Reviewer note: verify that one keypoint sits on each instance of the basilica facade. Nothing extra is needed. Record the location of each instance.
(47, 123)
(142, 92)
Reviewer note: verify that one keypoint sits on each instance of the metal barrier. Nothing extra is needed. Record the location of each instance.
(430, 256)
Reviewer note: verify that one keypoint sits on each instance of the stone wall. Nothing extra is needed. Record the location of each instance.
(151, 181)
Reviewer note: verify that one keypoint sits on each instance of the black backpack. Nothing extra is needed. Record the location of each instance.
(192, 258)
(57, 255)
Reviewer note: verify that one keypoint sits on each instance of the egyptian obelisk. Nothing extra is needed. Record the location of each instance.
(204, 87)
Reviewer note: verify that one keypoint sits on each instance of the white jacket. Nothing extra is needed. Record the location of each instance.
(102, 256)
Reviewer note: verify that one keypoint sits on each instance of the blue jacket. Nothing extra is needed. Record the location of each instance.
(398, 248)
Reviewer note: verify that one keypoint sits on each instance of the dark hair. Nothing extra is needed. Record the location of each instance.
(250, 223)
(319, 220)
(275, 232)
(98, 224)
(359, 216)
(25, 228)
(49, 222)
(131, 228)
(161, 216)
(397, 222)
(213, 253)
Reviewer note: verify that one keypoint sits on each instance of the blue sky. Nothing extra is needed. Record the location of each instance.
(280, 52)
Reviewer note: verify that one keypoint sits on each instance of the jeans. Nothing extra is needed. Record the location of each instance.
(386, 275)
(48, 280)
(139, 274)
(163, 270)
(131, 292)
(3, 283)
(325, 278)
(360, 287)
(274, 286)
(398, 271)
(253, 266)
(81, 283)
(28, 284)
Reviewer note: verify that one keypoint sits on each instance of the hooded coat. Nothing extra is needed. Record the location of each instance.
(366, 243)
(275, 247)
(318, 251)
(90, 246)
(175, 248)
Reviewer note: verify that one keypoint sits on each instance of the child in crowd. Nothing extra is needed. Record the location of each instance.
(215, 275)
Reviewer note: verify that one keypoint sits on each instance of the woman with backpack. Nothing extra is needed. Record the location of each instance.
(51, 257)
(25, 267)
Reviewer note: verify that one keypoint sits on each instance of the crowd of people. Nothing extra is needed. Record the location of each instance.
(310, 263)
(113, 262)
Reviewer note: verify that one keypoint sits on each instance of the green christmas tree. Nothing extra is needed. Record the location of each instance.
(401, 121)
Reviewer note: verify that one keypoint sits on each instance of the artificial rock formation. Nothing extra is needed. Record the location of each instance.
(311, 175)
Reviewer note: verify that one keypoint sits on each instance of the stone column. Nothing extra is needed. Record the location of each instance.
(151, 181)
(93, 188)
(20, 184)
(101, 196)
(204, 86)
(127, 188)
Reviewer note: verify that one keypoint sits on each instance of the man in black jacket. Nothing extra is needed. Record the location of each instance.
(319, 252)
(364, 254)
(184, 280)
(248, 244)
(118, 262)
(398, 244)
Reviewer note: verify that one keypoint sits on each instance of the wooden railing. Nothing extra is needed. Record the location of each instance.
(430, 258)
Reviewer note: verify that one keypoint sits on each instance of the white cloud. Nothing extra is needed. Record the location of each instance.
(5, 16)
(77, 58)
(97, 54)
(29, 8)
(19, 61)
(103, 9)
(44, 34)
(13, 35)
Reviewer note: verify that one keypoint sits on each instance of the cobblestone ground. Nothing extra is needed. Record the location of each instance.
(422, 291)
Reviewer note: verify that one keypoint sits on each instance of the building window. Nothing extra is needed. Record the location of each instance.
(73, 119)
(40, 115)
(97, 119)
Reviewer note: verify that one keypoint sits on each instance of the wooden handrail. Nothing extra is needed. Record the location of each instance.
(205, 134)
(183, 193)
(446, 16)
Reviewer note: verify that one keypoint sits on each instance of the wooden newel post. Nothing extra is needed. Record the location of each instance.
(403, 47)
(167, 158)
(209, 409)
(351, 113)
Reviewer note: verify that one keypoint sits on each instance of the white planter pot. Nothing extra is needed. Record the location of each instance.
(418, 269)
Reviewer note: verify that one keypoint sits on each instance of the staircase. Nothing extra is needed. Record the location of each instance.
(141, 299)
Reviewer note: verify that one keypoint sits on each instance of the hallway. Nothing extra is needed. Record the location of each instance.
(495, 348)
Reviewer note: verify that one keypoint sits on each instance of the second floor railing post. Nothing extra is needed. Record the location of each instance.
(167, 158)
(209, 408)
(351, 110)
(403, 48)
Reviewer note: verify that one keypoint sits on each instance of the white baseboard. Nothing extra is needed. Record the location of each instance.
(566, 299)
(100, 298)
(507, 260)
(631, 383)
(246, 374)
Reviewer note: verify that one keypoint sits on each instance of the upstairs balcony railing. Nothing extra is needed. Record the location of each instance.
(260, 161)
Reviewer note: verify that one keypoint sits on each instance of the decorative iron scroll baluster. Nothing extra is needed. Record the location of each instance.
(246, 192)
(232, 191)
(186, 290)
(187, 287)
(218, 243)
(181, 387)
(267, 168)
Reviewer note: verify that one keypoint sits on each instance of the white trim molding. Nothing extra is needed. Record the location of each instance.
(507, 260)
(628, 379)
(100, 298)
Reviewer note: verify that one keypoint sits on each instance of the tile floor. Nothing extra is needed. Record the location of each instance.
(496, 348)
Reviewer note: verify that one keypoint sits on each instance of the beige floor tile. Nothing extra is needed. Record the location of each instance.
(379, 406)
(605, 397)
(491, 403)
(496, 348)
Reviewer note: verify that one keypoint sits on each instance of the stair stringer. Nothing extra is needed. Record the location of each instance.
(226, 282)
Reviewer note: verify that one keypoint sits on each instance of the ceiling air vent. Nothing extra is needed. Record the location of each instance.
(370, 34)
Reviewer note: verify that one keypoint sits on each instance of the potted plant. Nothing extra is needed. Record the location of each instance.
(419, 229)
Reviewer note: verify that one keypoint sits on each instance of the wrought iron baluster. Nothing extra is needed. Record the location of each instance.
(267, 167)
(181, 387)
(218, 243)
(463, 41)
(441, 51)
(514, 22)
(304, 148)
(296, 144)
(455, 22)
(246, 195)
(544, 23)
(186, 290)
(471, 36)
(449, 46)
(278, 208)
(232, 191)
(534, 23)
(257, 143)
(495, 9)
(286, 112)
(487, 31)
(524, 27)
= = =
Lay out the lines of the material above as a JSON list of strings, one string per line and blank lines left out, starting at the line containing "of the potted" and ending at the last line of the material, both included.

Full answer:
[
  "Reviewer note: verify that one keypoint sits on each instance of the potted plant. Nothing extra is needed. Record the location of each instance.",
  "(419, 229)",
  "Reviewer note: verify that one keypoint sits on each instance of the wrought iron baluster. Nothing extra is needed. Record the location of each instance.",
  "(267, 167)",
  "(181, 387)",
  "(218, 243)",
  "(463, 41)",
  "(441, 51)",
  "(514, 22)",
  "(304, 148)",
  "(296, 144)",
  "(455, 22)",
  "(246, 195)",
  "(544, 23)",
  "(186, 290)",
  "(471, 36)",
  "(449, 46)",
  "(278, 208)",
  "(232, 191)",
  "(534, 23)",
  "(257, 143)",
  "(495, 9)",
  "(286, 112)",
  "(487, 31)",
  "(524, 27)"
]